--- begin Data excerpts ---

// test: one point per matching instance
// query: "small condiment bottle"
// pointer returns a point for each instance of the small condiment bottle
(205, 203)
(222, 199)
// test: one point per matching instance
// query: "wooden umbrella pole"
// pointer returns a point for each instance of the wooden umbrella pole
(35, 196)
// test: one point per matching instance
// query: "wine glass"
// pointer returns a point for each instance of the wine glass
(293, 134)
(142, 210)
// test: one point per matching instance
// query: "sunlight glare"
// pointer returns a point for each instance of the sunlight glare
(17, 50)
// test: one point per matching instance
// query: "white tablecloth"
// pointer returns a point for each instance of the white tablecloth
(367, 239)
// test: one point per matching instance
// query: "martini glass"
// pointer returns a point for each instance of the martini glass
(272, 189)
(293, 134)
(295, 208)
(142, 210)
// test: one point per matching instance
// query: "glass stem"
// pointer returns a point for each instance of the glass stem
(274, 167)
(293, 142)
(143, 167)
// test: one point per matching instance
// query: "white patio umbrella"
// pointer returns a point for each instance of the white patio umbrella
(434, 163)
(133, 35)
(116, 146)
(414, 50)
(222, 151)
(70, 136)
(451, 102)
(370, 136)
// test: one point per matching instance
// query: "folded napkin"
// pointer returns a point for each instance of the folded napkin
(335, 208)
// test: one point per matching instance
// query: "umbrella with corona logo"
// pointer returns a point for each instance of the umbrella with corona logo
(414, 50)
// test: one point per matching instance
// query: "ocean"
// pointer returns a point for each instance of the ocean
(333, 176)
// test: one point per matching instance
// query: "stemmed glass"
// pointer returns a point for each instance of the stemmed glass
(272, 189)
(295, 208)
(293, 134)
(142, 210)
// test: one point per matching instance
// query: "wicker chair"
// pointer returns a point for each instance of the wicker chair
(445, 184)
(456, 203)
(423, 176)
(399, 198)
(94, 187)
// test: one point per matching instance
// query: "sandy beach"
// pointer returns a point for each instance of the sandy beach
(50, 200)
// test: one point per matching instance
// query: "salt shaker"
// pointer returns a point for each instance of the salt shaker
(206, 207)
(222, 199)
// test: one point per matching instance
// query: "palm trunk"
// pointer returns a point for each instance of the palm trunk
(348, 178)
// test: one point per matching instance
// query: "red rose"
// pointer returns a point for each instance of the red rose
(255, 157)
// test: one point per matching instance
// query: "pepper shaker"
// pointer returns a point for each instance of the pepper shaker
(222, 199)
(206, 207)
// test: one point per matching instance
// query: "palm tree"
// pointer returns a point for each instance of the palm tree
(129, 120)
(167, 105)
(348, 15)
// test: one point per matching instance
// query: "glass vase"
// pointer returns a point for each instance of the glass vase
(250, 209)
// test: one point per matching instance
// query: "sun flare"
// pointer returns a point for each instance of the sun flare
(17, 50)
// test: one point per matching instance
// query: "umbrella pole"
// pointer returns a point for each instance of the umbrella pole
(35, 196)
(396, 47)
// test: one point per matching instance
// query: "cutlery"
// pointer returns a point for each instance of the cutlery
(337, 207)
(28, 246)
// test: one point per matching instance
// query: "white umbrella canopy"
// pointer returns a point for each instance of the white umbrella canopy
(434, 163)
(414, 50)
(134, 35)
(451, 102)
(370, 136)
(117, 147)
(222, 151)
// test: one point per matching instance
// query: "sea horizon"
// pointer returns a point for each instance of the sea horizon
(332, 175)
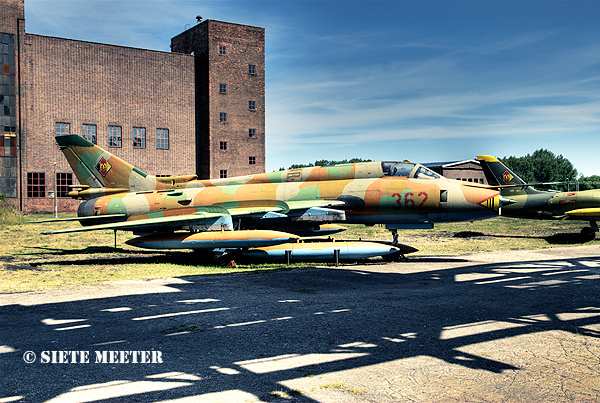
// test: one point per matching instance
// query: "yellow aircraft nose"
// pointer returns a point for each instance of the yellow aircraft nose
(486, 198)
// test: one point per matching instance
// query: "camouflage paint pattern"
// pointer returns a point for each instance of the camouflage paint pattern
(371, 193)
(528, 202)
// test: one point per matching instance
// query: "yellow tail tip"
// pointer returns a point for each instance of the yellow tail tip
(487, 158)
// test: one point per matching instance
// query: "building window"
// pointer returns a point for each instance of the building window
(89, 133)
(139, 137)
(36, 184)
(162, 139)
(114, 136)
(64, 181)
(62, 129)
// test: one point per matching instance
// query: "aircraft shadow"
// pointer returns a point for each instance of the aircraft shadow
(252, 333)
(566, 238)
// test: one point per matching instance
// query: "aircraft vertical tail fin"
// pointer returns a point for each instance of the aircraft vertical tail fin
(98, 168)
(496, 173)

--- end Data excerpts ---

### What the exercise asks
Select every line of the material above that contains the word "martini", matching case exactly.

### Response
// query: "martini glass"
// pointer returns a point for each instance of the martini glass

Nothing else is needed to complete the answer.